Each line in the records below that has the word "Return" should be copied.
[[ PROVIDED RECORDS open ]]
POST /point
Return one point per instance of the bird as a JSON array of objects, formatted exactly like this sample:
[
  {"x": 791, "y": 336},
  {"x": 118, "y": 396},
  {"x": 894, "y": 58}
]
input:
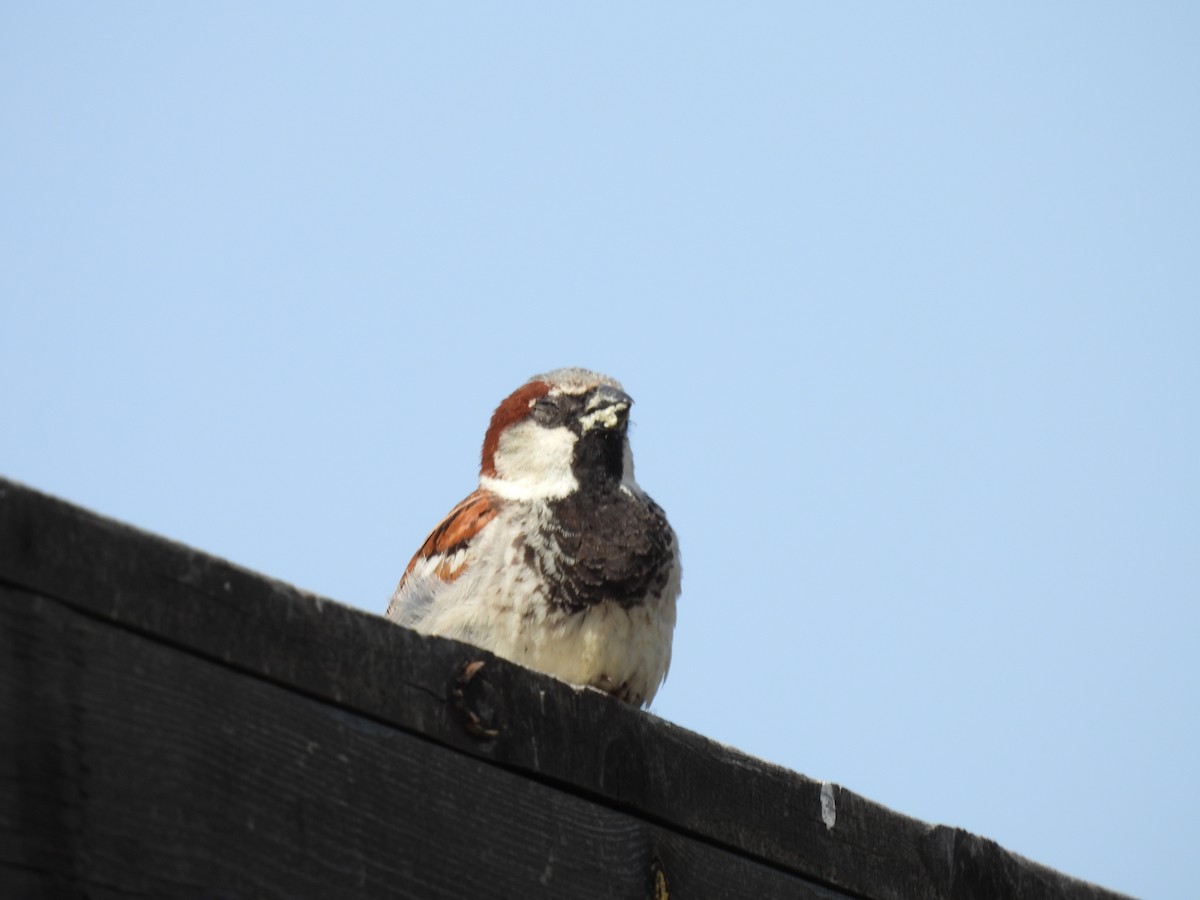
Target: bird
[{"x": 558, "y": 561}]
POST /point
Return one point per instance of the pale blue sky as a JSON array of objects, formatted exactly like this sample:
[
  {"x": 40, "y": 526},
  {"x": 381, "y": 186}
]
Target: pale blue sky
[{"x": 909, "y": 297}]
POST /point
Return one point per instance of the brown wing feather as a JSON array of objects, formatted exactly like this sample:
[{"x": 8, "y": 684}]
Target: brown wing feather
[{"x": 454, "y": 533}]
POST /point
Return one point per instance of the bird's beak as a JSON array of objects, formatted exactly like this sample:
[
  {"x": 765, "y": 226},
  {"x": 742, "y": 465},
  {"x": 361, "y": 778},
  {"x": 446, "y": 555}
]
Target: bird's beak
[{"x": 607, "y": 408}]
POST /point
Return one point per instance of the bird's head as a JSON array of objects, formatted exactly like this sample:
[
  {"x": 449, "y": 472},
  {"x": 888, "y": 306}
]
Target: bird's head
[{"x": 556, "y": 433}]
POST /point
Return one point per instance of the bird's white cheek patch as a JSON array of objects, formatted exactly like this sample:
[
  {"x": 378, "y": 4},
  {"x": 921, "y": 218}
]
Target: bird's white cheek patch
[{"x": 533, "y": 462}]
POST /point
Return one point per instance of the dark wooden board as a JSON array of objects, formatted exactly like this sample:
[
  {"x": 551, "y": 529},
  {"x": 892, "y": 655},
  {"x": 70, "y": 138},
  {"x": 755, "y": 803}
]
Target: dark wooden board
[
  {"x": 142, "y": 769},
  {"x": 579, "y": 741}
]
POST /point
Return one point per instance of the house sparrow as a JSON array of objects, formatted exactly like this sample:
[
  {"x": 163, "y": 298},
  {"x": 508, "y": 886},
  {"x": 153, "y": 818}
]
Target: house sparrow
[{"x": 558, "y": 561}]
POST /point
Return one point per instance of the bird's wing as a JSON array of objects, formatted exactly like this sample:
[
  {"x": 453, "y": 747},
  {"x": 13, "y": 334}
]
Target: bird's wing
[{"x": 442, "y": 558}]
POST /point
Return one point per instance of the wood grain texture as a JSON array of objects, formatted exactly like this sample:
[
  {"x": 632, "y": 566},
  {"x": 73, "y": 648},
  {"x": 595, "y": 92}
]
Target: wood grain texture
[
  {"x": 579, "y": 741},
  {"x": 141, "y": 769}
]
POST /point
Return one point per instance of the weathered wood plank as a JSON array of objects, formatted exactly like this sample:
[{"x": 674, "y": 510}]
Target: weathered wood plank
[
  {"x": 143, "y": 769},
  {"x": 579, "y": 739}
]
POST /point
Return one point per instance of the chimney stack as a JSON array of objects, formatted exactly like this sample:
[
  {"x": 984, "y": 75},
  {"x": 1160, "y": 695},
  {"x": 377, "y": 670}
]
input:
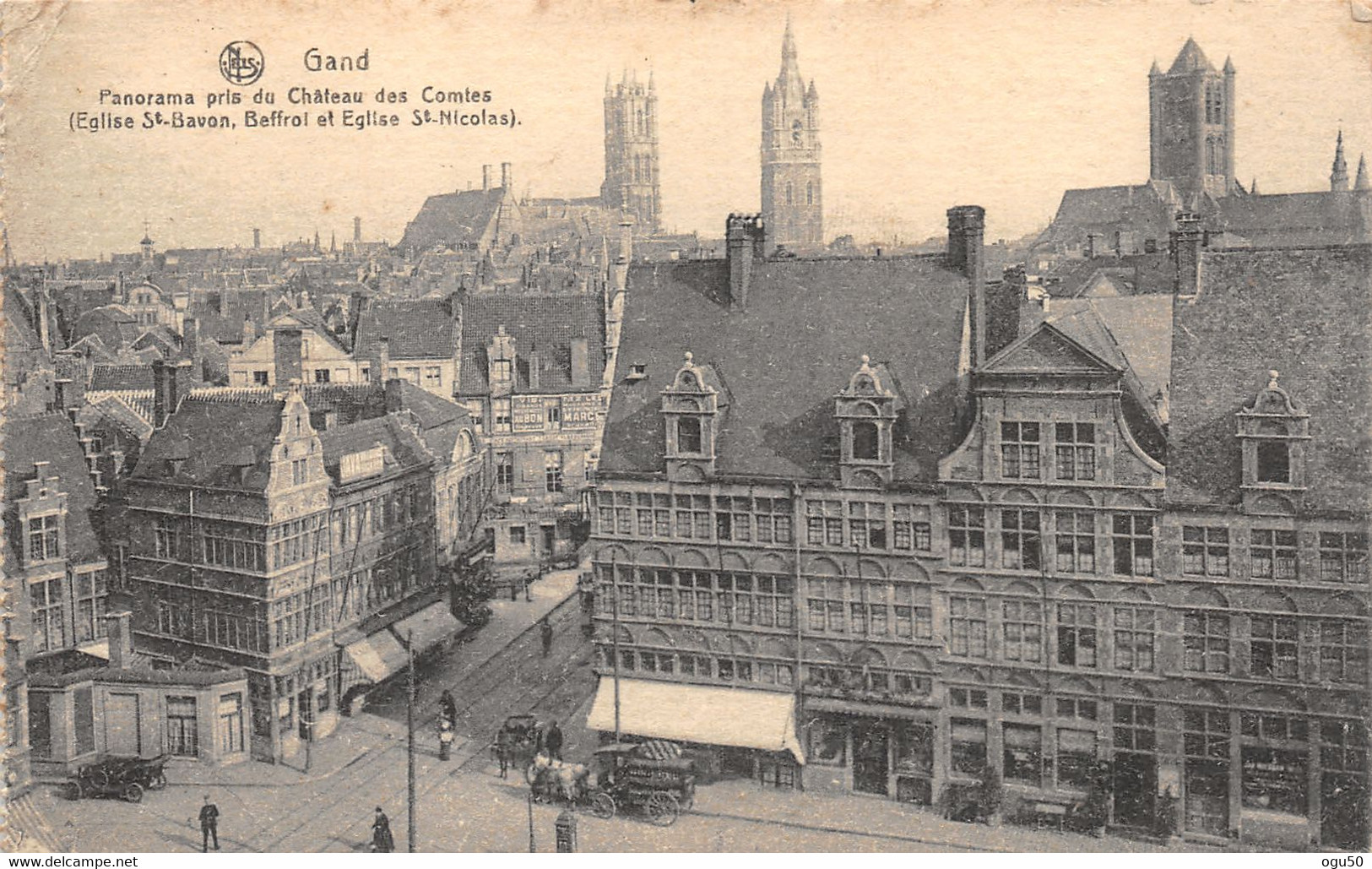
[[ PROVIDED RECORDS closed ]]
■ ANSWER AREA
Return one point per instance of the bird as a JSON array of objects, formatted exactly like this sample:
Return one point per instance of the pale blue sky as a JSON array of objects, formatted exactly like this sample:
Return one point per instance of the brown wing feather as a JSON array of objects, formatted exactly like this sample:
Return one point per instance of the bird's beak as a JSON array of objects, formatted exactly like this sample:
Return one point per instance of the bird's head as a JSON array of objects, formatted exactly like this sample:
Return one point per instance of the bird's white cheek patch as a JSON array of objects, formatted exactly like this sample:
Return one point per instance of the dark wooden board as a JSON array of objects, formatted exactly like this sample:
Return one point per instance of the house sparrow as a JSON array of objects, formatted exactly like this sample:
Return one point per instance of the bird's wing as a JSON array of objects, formatted exactly like this sample:
Return one point per instance of the wood grain texture as a JSON array of objects, formatted exactly like this sample:
Return one point per instance of the weathered wood plank as a JSON array of objects, formatted exactly like this sample:
Return one point per instance of the chimney stack as a JSON array of objects, formatted exactly like this sample:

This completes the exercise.